[What you need to do] Go through the records line by line from the top and repeat each one exactly, ending with the line that contains "bare branch | locate".

[Free-text object descriptions]
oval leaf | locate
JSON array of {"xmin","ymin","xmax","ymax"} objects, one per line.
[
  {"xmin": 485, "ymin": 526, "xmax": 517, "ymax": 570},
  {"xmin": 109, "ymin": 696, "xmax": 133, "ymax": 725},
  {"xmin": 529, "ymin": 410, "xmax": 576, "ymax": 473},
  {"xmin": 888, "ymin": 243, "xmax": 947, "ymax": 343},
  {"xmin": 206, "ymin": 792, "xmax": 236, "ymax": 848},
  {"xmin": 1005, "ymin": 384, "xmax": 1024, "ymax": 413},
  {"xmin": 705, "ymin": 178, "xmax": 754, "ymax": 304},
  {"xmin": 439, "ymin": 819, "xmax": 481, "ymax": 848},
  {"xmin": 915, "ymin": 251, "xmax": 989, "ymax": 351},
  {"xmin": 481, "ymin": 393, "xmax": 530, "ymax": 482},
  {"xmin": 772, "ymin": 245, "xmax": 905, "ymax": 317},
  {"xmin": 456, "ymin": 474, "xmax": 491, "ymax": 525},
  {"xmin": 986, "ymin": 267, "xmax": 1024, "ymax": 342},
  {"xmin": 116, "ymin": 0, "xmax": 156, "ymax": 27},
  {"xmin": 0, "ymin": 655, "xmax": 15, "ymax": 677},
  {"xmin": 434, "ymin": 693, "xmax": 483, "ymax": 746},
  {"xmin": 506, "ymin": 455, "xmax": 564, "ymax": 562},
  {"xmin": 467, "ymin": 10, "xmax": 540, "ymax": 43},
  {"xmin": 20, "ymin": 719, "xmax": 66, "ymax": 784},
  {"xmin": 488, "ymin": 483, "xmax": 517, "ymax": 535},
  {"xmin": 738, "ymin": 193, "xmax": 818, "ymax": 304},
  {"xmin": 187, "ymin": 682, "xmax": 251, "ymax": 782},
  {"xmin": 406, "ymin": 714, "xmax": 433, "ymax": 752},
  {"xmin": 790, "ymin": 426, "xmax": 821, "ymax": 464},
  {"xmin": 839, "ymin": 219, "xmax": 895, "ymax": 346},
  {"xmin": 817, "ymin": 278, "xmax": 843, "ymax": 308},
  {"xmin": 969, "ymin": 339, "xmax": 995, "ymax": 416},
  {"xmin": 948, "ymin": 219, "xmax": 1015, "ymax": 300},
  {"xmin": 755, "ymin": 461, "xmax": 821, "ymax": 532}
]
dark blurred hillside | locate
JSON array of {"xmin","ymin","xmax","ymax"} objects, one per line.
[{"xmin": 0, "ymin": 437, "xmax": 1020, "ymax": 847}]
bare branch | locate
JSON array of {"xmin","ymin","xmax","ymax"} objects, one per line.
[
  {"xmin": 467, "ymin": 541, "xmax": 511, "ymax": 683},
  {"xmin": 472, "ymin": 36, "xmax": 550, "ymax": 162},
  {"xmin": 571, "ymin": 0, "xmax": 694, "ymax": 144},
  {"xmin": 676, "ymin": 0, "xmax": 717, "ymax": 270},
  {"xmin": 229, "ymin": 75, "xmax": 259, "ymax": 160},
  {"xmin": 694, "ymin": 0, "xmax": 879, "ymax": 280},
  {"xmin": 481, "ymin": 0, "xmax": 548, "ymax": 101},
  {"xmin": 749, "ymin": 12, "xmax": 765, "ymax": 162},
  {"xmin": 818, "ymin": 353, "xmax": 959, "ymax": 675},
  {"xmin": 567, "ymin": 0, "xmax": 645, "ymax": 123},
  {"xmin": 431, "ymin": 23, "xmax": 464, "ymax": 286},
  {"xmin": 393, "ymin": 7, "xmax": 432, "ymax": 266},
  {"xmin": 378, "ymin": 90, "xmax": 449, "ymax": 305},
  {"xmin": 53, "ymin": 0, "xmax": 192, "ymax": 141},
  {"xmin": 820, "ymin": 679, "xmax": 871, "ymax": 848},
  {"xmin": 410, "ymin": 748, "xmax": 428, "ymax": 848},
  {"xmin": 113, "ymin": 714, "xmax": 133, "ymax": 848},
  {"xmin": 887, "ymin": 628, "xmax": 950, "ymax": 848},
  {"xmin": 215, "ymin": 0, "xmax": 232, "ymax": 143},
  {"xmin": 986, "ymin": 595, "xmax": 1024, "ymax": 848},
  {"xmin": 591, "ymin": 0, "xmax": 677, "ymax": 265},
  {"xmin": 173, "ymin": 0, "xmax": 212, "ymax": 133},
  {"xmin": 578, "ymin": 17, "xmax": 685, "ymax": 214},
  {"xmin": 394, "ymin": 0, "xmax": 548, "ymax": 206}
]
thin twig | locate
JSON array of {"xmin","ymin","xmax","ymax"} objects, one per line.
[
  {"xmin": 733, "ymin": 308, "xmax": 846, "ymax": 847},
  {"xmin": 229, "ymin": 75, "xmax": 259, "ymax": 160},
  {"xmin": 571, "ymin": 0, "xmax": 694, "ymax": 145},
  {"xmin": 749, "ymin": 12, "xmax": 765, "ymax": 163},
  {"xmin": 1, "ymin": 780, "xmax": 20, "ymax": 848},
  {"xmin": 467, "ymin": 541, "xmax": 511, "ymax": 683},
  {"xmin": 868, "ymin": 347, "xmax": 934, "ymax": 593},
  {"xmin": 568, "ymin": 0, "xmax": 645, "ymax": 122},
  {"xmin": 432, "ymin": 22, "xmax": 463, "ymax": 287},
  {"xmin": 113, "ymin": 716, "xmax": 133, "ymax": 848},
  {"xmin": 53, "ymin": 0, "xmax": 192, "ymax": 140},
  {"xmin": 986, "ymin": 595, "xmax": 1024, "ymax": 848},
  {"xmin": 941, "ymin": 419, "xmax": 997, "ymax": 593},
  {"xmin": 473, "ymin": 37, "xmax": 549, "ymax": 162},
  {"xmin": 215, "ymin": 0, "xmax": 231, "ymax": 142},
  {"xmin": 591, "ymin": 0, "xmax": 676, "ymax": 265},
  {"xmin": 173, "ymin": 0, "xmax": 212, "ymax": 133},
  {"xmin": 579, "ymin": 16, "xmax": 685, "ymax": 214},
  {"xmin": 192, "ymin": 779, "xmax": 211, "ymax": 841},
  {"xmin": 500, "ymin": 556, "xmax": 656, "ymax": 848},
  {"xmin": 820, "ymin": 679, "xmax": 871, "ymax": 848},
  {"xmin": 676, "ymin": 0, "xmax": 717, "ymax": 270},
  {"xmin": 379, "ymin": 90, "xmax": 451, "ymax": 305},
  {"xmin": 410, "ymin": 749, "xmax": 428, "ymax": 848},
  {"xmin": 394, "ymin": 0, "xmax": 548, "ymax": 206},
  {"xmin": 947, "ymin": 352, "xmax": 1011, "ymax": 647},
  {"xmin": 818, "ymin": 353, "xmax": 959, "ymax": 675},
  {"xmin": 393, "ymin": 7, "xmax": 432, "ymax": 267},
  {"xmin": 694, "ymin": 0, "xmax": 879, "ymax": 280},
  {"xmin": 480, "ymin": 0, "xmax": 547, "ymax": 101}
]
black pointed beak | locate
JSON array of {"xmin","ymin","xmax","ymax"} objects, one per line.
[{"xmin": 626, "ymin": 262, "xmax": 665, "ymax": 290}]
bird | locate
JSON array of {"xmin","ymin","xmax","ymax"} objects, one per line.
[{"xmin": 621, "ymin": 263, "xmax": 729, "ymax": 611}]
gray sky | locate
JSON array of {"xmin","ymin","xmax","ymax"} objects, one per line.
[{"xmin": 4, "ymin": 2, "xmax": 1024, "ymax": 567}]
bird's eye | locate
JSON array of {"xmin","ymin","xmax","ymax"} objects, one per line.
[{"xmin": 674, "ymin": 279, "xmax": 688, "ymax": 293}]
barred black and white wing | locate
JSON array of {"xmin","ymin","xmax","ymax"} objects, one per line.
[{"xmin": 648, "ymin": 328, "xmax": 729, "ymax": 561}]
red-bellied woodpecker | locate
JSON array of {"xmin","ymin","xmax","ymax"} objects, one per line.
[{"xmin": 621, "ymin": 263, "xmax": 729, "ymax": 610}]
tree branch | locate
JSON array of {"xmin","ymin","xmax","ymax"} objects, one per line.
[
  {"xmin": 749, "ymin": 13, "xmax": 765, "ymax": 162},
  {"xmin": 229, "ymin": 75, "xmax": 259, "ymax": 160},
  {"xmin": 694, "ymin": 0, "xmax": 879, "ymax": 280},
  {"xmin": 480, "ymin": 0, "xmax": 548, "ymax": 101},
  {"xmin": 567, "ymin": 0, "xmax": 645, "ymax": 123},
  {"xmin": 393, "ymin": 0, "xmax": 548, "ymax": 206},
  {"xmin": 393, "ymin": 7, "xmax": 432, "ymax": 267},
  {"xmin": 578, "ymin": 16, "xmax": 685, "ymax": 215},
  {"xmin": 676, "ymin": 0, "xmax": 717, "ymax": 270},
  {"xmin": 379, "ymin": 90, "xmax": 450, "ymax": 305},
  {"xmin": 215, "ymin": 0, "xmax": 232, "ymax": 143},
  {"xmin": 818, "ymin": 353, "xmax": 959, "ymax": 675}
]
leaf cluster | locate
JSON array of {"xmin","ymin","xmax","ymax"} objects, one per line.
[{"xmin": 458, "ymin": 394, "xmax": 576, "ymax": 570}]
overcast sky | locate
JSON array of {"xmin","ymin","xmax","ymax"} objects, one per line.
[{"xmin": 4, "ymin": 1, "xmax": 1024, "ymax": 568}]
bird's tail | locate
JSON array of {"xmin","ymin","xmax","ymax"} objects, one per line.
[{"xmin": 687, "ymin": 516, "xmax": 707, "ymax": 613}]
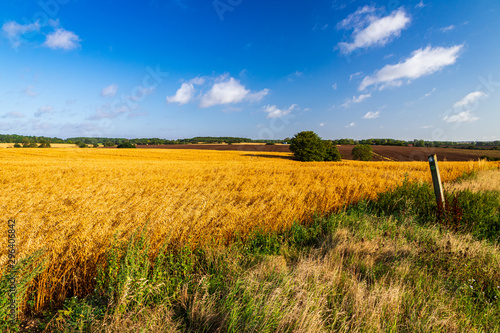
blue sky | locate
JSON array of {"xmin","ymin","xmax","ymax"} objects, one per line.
[{"xmin": 1, "ymin": 0, "xmax": 499, "ymax": 140}]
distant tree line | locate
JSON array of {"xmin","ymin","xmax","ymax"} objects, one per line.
[{"xmin": 1, "ymin": 134, "xmax": 499, "ymax": 149}]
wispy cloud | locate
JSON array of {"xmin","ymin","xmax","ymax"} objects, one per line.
[
  {"xmin": 415, "ymin": 1, "xmax": 425, "ymax": 9},
  {"xmin": 453, "ymin": 91, "xmax": 486, "ymax": 108},
  {"xmin": 443, "ymin": 91, "xmax": 487, "ymax": 123},
  {"xmin": 23, "ymin": 85, "xmax": 38, "ymax": 97},
  {"xmin": 287, "ymin": 71, "xmax": 303, "ymax": 82},
  {"xmin": 100, "ymin": 84, "xmax": 118, "ymax": 98},
  {"xmin": 2, "ymin": 20, "xmax": 40, "ymax": 48},
  {"xmin": 43, "ymin": 28, "xmax": 81, "ymax": 50},
  {"xmin": 2, "ymin": 111, "xmax": 26, "ymax": 119},
  {"xmin": 342, "ymin": 93, "xmax": 371, "ymax": 107},
  {"xmin": 263, "ymin": 104, "xmax": 297, "ymax": 119},
  {"xmin": 359, "ymin": 45, "xmax": 463, "ymax": 90},
  {"xmin": 345, "ymin": 122, "xmax": 355, "ymax": 128},
  {"xmin": 443, "ymin": 111, "xmax": 478, "ymax": 123},
  {"xmin": 439, "ymin": 25, "xmax": 455, "ymax": 32},
  {"xmin": 424, "ymin": 87, "xmax": 436, "ymax": 98},
  {"xmin": 35, "ymin": 106, "xmax": 54, "ymax": 117},
  {"xmin": 363, "ymin": 111, "xmax": 380, "ymax": 119},
  {"xmin": 338, "ymin": 7, "xmax": 411, "ymax": 54}
]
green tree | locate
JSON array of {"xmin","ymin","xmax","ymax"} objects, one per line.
[
  {"xmin": 289, "ymin": 131, "xmax": 326, "ymax": 162},
  {"xmin": 38, "ymin": 140, "xmax": 51, "ymax": 148},
  {"xmin": 323, "ymin": 140, "xmax": 342, "ymax": 161},
  {"xmin": 93, "ymin": 143, "xmax": 99, "ymax": 148},
  {"xmin": 352, "ymin": 144, "xmax": 373, "ymax": 161},
  {"xmin": 116, "ymin": 142, "xmax": 136, "ymax": 148},
  {"xmin": 104, "ymin": 141, "xmax": 115, "ymax": 147},
  {"xmin": 13, "ymin": 143, "xmax": 21, "ymax": 148}
]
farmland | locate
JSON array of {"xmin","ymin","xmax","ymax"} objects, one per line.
[
  {"xmin": 0, "ymin": 148, "xmax": 494, "ymax": 314},
  {"xmin": 133, "ymin": 144, "xmax": 500, "ymax": 161}
]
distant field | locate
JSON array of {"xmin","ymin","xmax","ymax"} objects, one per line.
[
  {"xmin": 0, "ymin": 148, "xmax": 494, "ymax": 313},
  {"xmin": 133, "ymin": 144, "xmax": 500, "ymax": 161},
  {"xmin": 0, "ymin": 143, "xmax": 79, "ymax": 148}
]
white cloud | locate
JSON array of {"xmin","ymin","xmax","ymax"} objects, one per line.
[
  {"xmin": 439, "ymin": 25, "xmax": 455, "ymax": 32},
  {"xmin": 338, "ymin": 8, "xmax": 411, "ymax": 54},
  {"xmin": 424, "ymin": 87, "xmax": 436, "ymax": 98},
  {"xmin": 43, "ymin": 28, "xmax": 81, "ymax": 50},
  {"xmin": 189, "ymin": 77, "xmax": 206, "ymax": 85},
  {"xmin": 167, "ymin": 82, "xmax": 196, "ymax": 105},
  {"xmin": 200, "ymin": 77, "xmax": 268, "ymax": 108},
  {"xmin": 363, "ymin": 111, "xmax": 380, "ymax": 119},
  {"xmin": 35, "ymin": 106, "xmax": 54, "ymax": 117},
  {"xmin": 349, "ymin": 71, "xmax": 363, "ymax": 81},
  {"xmin": 442, "ymin": 91, "xmax": 486, "ymax": 123},
  {"xmin": 345, "ymin": 122, "xmax": 356, "ymax": 128},
  {"xmin": 332, "ymin": 83, "xmax": 338, "ymax": 90},
  {"xmin": 415, "ymin": 1, "xmax": 425, "ymax": 8},
  {"xmin": 263, "ymin": 104, "xmax": 297, "ymax": 119},
  {"xmin": 359, "ymin": 45, "xmax": 463, "ymax": 90},
  {"xmin": 342, "ymin": 93, "xmax": 371, "ymax": 107},
  {"xmin": 2, "ymin": 21, "xmax": 40, "ymax": 48},
  {"xmin": 319, "ymin": 122, "xmax": 325, "ymax": 127},
  {"xmin": 100, "ymin": 84, "xmax": 118, "ymax": 98},
  {"xmin": 443, "ymin": 111, "xmax": 478, "ymax": 123},
  {"xmin": 453, "ymin": 91, "xmax": 486, "ymax": 108}
]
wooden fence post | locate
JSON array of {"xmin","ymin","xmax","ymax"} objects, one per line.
[{"xmin": 428, "ymin": 154, "xmax": 445, "ymax": 208}]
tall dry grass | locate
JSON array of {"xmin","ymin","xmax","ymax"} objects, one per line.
[{"xmin": 0, "ymin": 148, "xmax": 494, "ymax": 313}]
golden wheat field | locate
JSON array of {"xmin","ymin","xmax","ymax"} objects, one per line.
[{"xmin": 0, "ymin": 148, "xmax": 495, "ymax": 311}]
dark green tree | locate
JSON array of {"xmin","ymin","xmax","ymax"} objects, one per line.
[
  {"xmin": 352, "ymin": 144, "xmax": 373, "ymax": 161},
  {"xmin": 289, "ymin": 131, "xmax": 326, "ymax": 162},
  {"xmin": 323, "ymin": 140, "xmax": 342, "ymax": 161},
  {"xmin": 116, "ymin": 142, "xmax": 136, "ymax": 148},
  {"xmin": 38, "ymin": 140, "xmax": 51, "ymax": 148}
]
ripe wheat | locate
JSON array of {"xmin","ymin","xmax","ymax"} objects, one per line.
[{"xmin": 0, "ymin": 148, "xmax": 493, "ymax": 311}]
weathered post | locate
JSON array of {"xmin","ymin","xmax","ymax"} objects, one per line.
[{"xmin": 428, "ymin": 154, "xmax": 445, "ymax": 208}]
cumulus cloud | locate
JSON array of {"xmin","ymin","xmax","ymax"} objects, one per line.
[
  {"xmin": 35, "ymin": 106, "xmax": 54, "ymax": 117},
  {"xmin": 359, "ymin": 45, "xmax": 463, "ymax": 90},
  {"xmin": 167, "ymin": 82, "xmax": 196, "ymax": 105},
  {"xmin": 200, "ymin": 77, "xmax": 268, "ymax": 108},
  {"xmin": 338, "ymin": 7, "xmax": 411, "ymax": 54},
  {"xmin": 442, "ymin": 91, "xmax": 486, "ymax": 123},
  {"xmin": 263, "ymin": 104, "xmax": 297, "ymax": 119},
  {"xmin": 43, "ymin": 28, "xmax": 81, "ymax": 50},
  {"xmin": 2, "ymin": 20, "xmax": 40, "ymax": 48},
  {"xmin": 342, "ymin": 93, "xmax": 371, "ymax": 107},
  {"xmin": 167, "ymin": 75, "xmax": 269, "ymax": 108},
  {"xmin": 363, "ymin": 111, "xmax": 380, "ymax": 119},
  {"xmin": 345, "ymin": 122, "xmax": 355, "ymax": 128},
  {"xmin": 100, "ymin": 84, "xmax": 118, "ymax": 98}
]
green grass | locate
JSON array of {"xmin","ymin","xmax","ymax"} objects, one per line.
[{"xmin": 2, "ymin": 180, "xmax": 500, "ymax": 332}]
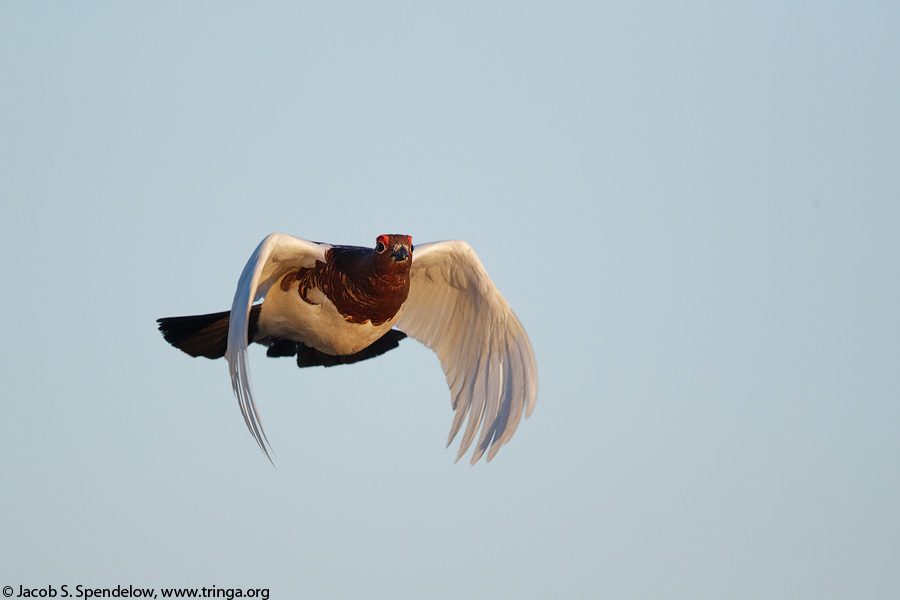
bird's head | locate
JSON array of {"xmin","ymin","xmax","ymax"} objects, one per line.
[{"xmin": 375, "ymin": 234, "xmax": 413, "ymax": 265}]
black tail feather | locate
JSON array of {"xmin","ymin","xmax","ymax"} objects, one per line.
[
  {"xmin": 265, "ymin": 329, "xmax": 408, "ymax": 368},
  {"xmin": 157, "ymin": 306, "xmax": 261, "ymax": 359}
]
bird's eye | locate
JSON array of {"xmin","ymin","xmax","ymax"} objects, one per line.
[{"xmin": 375, "ymin": 241, "xmax": 386, "ymax": 253}]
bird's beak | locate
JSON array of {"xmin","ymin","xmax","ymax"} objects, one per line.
[{"xmin": 391, "ymin": 245, "xmax": 410, "ymax": 262}]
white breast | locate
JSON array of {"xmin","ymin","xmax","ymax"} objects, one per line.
[{"xmin": 255, "ymin": 275, "xmax": 399, "ymax": 356}]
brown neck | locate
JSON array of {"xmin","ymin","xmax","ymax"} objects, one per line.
[{"xmin": 284, "ymin": 246, "xmax": 411, "ymax": 326}]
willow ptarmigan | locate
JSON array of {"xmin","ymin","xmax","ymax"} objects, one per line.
[{"xmin": 158, "ymin": 233, "xmax": 537, "ymax": 464}]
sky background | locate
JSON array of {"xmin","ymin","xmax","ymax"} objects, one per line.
[{"xmin": 2, "ymin": 2, "xmax": 899, "ymax": 598}]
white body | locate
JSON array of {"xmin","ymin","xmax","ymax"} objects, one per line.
[{"xmin": 257, "ymin": 278, "xmax": 399, "ymax": 356}]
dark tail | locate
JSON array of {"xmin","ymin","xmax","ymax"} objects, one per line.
[
  {"xmin": 157, "ymin": 306, "xmax": 261, "ymax": 359},
  {"xmin": 265, "ymin": 329, "xmax": 407, "ymax": 368}
]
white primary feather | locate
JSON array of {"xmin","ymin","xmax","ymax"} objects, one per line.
[
  {"xmin": 224, "ymin": 233, "xmax": 328, "ymax": 461},
  {"xmin": 396, "ymin": 241, "xmax": 538, "ymax": 464}
]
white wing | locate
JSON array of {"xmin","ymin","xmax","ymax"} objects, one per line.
[
  {"xmin": 225, "ymin": 233, "xmax": 329, "ymax": 461},
  {"xmin": 396, "ymin": 241, "xmax": 538, "ymax": 464}
]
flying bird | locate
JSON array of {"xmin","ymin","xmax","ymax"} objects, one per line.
[{"xmin": 157, "ymin": 233, "xmax": 537, "ymax": 464}]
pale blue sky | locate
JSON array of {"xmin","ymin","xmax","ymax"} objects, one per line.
[{"xmin": 2, "ymin": 2, "xmax": 899, "ymax": 598}]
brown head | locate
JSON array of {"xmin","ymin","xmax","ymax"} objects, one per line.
[
  {"xmin": 279, "ymin": 234, "xmax": 414, "ymax": 326},
  {"xmin": 374, "ymin": 234, "xmax": 413, "ymax": 267}
]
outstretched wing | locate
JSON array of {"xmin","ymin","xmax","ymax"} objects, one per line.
[
  {"xmin": 396, "ymin": 241, "xmax": 537, "ymax": 464},
  {"xmin": 225, "ymin": 233, "xmax": 329, "ymax": 461}
]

[Answer to this exercise]
oval leaf | locate
JSON array of {"xmin","ymin","xmax","ymax"} objects, one per line.
[
  {"xmin": 485, "ymin": 526, "xmax": 517, "ymax": 570},
  {"xmin": 109, "ymin": 696, "xmax": 133, "ymax": 725},
  {"xmin": 529, "ymin": 410, "xmax": 576, "ymax": 473},
  {"xmin": 888, "ymin": 243, "xmax": 947, "ymax": 343},
  {"xmin": 206, "ymin": 792, "xmax": 236, "ymax": 848},
  {"xmin": 1005, "ymin": 384, "xmax": 1024, "ymax": 413},
  {"xmin": 705, "ymin": 178, "xmax": 754, "ymax": 304},
  {"xmin": 439, "ymin": 819, "xmax": 481, "ymax": 848},
  {"xmin": 915, "ymin": 251, "xmax": 989, "ymax": 351},
  {"xmin": 481, "ymin": 393, "xmax": 530, "ymax": 482},
  {"xmin": 772, "ymin": 245, "xmax": 905, "ymax": 317},
  {"xmin": 456, "ymin": 474, "xmax": 491, "ymax": 525},
  {"xmin": 986, "ymin": 267, "xmax": 1024, "ymax": 342},
  {"xmin": 116, "ymin": 0, "xmax": 156, "ymax": 27},
  {"xmin": 0, "ymin": 655, "xmax": 15, "ymax": 677},
  {"xmin": 434, "ymin": 693, "xmax": 483, "ymax": 746},
  {"xmin": 506, "ymin": 455, "xmax": 564, "ymax": 562},
  {"xmin": 467, "ymin": 10, "xmax": 540, "ymax": 43},
  {"xmin": 20, "ymin": 719, "xmax": 66, "ymax": 784},
  {"xmin": 488, "ymin": 483, "xmax": 517, "ymax": 535},
  {"xmin": 738, "ymin": 193, "xmax": 818, "ymax": 304},
  {"xmin": 187, "ymin": 682, "xmax": 251, "ymax": 782},
  {"xmin": 406, "ymin": 714, "xmax": 433, "ymax": 752},
  {"xmin": 790, "ymin": 426, "xmax": 821, "ymax": 464},
  {"xmin": 839, "ymin": 219, "xmax": 895, "ymax": 346},
  {"xmin": 817, "ymin": 278, "xmax": 843, "ymax": 308},
  {"xmin": 969, "ymin": 339, "xmax": 995, "ymax": 416},
  {"xmin": 948, "ymin": 219, "xmax": 1015, "ymax": 300},
  {"xmin": 755, "ymin": 461, "xmax": 821, "ymax": 532}
]
dark blurred hillside | locate
JSON array of {"xmin","ymin","xmax","ymax"} objects, one per line.
[{"xmin": 0, "ymin": 437, "xmax": 1020, "ymax": 847}]
bare branch | locate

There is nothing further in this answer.